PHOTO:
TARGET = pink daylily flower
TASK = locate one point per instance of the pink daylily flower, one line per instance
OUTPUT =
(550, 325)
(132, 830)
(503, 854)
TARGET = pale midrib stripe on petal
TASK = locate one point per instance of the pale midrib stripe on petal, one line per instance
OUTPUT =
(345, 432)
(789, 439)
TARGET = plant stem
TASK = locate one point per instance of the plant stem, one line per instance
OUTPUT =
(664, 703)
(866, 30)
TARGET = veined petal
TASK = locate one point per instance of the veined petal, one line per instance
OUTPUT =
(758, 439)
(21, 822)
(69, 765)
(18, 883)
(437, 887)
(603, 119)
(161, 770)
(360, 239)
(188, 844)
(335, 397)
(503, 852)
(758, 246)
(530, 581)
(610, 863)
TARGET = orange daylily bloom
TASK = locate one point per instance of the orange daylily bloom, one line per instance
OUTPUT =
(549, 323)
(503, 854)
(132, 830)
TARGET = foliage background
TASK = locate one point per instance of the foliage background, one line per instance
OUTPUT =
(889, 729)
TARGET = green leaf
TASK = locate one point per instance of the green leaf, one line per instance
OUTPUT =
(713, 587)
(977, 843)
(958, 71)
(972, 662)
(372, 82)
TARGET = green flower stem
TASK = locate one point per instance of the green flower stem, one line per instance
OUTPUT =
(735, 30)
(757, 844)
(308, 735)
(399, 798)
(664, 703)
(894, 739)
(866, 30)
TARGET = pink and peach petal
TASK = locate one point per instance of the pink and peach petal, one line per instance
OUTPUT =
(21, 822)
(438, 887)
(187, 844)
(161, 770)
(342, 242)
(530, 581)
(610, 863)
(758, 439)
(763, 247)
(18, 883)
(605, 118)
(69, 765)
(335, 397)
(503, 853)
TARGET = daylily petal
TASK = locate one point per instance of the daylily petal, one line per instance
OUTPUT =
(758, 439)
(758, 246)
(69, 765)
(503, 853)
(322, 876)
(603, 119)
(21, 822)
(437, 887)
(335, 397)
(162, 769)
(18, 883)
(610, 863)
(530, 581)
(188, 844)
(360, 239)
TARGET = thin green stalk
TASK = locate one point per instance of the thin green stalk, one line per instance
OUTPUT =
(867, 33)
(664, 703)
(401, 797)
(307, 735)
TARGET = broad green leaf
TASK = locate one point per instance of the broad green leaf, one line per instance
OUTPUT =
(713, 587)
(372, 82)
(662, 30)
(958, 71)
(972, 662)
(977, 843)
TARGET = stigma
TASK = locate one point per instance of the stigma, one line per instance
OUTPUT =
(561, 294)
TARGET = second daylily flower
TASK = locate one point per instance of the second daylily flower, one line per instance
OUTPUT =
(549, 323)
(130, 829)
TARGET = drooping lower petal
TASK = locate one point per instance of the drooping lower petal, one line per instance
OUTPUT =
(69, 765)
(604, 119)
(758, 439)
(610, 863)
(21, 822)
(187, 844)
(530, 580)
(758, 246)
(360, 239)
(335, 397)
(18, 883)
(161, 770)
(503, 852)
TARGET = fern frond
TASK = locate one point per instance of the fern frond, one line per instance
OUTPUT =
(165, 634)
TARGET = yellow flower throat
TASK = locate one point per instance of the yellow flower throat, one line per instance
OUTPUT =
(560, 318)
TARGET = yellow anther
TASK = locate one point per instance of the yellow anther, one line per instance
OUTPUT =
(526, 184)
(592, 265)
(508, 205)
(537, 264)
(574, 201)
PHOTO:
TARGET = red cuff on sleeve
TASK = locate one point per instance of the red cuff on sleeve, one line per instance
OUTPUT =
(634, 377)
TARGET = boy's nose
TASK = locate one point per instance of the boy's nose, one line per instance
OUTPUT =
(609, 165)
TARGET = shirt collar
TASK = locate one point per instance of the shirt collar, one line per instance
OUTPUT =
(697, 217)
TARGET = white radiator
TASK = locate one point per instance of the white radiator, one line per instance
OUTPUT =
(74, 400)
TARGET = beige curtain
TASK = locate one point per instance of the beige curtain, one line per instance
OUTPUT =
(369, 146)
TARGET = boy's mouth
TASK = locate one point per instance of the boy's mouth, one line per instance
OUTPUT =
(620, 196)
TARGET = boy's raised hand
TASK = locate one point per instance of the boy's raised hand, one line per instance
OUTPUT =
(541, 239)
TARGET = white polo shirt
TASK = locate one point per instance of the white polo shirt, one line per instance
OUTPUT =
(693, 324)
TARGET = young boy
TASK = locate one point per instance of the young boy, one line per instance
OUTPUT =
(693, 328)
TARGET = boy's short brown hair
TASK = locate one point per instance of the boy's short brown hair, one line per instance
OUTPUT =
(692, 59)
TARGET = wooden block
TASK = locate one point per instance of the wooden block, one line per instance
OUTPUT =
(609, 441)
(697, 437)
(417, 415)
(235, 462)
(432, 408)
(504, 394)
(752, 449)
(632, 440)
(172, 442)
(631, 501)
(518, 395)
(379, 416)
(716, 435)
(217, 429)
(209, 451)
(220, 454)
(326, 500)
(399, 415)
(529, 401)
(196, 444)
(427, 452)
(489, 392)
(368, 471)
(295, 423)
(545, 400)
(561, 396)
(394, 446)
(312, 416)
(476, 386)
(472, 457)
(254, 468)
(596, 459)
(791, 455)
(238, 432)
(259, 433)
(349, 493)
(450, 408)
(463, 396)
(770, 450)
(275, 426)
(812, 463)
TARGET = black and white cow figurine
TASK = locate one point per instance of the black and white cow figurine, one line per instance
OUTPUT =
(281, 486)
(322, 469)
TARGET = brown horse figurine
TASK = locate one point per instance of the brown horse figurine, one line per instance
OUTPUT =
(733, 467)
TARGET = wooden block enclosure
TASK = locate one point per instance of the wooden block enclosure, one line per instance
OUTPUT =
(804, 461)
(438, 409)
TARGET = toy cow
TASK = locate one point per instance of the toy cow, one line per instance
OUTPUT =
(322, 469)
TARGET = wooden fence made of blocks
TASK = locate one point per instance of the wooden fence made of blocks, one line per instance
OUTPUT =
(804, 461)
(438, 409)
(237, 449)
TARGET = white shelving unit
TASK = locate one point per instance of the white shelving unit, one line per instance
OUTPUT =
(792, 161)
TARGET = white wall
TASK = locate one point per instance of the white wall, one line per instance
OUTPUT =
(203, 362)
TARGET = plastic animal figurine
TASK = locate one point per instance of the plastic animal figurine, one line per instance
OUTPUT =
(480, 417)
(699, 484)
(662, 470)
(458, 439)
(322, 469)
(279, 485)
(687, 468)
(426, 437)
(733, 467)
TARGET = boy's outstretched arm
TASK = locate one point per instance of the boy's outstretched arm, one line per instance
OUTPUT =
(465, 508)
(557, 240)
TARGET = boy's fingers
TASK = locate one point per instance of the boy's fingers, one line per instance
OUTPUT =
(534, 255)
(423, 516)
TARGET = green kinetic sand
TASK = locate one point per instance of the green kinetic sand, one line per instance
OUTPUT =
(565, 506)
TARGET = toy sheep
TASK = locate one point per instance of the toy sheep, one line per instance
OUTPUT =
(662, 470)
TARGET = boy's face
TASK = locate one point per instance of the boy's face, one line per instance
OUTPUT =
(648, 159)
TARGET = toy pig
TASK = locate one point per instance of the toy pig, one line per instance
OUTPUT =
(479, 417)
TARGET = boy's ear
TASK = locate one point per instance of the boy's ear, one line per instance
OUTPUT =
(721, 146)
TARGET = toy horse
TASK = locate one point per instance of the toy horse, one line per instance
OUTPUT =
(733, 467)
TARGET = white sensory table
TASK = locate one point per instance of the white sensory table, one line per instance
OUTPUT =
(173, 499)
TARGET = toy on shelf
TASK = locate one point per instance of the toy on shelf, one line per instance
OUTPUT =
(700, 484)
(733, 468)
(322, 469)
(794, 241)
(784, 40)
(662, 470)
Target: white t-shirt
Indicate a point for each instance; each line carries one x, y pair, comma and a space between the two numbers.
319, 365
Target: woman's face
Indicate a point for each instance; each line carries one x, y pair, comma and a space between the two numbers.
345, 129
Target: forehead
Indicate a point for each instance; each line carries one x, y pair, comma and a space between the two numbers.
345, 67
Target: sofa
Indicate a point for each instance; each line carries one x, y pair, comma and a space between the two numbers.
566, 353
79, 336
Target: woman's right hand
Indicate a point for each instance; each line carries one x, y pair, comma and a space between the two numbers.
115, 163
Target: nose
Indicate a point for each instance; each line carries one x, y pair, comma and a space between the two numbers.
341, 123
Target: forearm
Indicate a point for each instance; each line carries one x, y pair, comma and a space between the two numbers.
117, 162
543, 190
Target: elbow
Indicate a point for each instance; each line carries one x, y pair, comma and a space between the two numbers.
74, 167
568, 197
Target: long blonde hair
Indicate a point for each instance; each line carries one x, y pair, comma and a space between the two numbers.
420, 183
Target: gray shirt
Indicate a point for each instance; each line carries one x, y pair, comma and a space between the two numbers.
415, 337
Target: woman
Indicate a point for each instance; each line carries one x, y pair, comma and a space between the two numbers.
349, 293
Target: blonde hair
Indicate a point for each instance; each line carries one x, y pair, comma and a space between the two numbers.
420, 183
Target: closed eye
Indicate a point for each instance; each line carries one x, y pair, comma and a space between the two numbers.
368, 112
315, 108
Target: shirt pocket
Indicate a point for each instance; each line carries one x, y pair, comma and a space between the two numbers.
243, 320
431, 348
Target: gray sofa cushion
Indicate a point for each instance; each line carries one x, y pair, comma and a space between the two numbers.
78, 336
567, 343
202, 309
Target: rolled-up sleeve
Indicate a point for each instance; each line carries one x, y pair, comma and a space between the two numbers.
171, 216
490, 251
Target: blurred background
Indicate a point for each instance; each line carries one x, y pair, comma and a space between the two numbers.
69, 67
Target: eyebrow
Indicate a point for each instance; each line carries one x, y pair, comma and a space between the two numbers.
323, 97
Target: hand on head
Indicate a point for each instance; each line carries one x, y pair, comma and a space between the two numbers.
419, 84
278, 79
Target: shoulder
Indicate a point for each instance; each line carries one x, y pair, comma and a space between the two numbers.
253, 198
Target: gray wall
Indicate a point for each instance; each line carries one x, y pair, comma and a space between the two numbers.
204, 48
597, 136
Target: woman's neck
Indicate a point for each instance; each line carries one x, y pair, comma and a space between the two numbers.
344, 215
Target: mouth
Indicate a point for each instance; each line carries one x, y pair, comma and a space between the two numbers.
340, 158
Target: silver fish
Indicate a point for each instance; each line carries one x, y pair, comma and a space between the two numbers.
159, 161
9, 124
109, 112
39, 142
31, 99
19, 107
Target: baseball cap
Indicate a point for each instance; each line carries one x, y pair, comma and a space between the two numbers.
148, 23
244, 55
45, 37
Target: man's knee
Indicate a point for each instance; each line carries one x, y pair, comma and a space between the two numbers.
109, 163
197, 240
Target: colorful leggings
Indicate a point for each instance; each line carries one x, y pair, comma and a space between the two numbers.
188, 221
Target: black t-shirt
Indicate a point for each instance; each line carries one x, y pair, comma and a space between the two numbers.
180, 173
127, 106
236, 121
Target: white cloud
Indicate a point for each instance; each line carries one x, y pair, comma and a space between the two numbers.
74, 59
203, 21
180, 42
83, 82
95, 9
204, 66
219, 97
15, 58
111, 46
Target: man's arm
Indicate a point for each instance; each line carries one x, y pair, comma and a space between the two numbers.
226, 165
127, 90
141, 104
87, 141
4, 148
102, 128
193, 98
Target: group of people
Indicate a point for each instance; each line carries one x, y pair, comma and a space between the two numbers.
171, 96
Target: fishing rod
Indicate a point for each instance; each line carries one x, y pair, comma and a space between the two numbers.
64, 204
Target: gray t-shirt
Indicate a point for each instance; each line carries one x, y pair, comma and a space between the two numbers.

****************************************

## Brief
Review the preceding data and report every line that includes the string "pale".

## Result of this task
TARGET = pale midrib stripe on petal
TASK = locate one point per instance of the pale midrib stripe on petal, one line per instance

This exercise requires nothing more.